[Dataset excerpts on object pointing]
## start

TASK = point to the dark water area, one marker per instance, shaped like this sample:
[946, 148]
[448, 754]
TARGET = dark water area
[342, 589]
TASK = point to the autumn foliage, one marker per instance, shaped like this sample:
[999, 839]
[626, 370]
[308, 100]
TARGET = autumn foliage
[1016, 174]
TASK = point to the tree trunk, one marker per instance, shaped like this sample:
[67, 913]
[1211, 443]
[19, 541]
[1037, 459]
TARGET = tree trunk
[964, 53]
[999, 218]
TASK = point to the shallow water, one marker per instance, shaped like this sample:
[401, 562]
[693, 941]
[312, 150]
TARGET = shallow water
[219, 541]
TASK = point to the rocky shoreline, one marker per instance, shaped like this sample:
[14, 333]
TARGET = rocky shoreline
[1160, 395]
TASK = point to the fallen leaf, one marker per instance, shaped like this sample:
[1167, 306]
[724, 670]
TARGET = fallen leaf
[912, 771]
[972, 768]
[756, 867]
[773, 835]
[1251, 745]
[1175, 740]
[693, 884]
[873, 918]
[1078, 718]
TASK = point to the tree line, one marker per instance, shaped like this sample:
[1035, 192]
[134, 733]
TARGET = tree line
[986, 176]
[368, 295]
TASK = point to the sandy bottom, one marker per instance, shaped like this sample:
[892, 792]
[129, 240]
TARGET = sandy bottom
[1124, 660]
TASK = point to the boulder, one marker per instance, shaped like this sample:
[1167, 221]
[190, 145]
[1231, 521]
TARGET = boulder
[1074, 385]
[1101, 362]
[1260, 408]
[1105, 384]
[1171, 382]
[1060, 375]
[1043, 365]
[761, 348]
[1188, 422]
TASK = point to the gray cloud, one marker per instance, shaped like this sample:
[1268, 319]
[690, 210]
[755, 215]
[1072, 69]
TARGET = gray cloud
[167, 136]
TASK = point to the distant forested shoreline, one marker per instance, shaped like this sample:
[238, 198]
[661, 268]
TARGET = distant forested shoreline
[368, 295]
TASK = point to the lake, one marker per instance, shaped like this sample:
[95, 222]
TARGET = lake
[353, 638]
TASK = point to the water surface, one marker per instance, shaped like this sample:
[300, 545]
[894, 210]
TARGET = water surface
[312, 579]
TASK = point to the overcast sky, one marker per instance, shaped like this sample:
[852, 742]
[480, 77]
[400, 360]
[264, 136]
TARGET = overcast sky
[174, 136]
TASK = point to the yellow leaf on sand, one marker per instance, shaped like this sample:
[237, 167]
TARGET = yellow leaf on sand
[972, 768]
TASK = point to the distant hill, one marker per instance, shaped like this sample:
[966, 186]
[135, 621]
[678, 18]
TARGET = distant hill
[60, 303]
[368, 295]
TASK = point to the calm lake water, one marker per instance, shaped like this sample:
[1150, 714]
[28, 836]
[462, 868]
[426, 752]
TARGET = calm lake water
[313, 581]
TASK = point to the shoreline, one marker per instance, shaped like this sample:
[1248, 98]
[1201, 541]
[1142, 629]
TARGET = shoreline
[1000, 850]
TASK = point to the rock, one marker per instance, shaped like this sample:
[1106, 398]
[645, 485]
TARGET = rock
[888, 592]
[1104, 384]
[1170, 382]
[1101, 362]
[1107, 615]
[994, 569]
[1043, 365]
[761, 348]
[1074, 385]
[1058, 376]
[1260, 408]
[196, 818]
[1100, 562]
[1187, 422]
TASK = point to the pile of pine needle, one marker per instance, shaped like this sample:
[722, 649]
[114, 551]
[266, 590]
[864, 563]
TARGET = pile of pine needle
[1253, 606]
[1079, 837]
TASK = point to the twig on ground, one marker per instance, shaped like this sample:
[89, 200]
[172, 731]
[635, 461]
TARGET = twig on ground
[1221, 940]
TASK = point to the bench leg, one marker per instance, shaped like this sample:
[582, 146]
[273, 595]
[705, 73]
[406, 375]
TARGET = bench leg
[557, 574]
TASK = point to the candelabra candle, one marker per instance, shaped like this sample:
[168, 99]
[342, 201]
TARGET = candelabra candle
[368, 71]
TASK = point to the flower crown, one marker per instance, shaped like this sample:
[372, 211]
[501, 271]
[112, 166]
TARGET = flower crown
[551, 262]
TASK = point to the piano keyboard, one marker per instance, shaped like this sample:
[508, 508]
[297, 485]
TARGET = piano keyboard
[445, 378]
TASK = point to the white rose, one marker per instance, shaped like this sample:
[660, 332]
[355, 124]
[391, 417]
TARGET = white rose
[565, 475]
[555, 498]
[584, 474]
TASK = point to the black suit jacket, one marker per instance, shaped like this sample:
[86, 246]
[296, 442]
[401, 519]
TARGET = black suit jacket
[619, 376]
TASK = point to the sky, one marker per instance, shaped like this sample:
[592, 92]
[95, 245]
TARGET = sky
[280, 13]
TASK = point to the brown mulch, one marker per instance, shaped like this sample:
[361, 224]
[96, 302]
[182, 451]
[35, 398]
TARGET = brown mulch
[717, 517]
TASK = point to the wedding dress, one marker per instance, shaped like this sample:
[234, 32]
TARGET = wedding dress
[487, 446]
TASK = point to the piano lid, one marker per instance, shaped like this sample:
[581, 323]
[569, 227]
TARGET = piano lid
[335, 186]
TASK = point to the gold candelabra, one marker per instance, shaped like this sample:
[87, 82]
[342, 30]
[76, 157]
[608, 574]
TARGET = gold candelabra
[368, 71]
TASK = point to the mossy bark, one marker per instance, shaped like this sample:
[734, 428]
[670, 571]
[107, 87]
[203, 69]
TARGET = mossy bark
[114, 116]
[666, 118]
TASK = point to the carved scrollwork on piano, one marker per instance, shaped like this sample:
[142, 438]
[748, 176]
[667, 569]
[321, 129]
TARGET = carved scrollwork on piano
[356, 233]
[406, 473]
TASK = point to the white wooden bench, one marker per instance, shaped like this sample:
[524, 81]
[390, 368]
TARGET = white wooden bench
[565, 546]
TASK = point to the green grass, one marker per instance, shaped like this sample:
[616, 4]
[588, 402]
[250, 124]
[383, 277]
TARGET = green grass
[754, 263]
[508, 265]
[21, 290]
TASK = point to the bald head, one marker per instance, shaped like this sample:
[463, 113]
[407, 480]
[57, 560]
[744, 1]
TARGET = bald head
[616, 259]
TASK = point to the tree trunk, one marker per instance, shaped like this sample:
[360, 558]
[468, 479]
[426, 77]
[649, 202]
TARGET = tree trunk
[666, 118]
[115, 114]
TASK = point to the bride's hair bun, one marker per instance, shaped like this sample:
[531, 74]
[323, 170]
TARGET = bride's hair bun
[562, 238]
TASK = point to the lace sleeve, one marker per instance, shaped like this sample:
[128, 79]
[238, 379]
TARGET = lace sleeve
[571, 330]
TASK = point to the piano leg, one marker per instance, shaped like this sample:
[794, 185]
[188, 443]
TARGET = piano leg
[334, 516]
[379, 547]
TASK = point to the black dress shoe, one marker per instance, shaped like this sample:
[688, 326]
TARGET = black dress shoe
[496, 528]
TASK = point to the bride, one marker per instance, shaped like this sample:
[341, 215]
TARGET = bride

## end

Take the line holding "TASK = point to the bald" and all lines after it through the end of the data, and set them down exactly.

TASK = point to the bald head, one marker per instance, shaped like this sample:
[463, 113]
[407, 480]
[57, 560]
[744, 1]
TARGET = bald head
[616, 259]
TASK = point to the tree trunk, one marker per instance, shaped like this sample:
[360, 558]
[468, 479]
[426, 77]
[649, 202]
TARGET = tree trunk
[666, 118]
[115, 114]
TASK = point to the bride's hair bun, one marker per instance, shaped like this sample:
[531, 74]
[323, 170]
TARGET = bride's hair bun
[562, 238]
TASK = point to the lace sleeve, one marker per instance, shaped like this sample:
[128, 79]
[238, 379]
TARGET = lace sleeve
[571, 330]
TASK = point to the piano leg, one marker per instance, shaped like this sample:
[794, 185]
[188, 443]
TARGET = piano leg
[334, 516]
[379, 547]
TASK = point to the black dress shoe, one marker per instance, shaped like this sample:
[688, 326]
TARGET = black dress shoe
[496, 528]
TASK = point to the bride, one marker per instance, shaped like this sample:
[341, 215]
TARGET = bride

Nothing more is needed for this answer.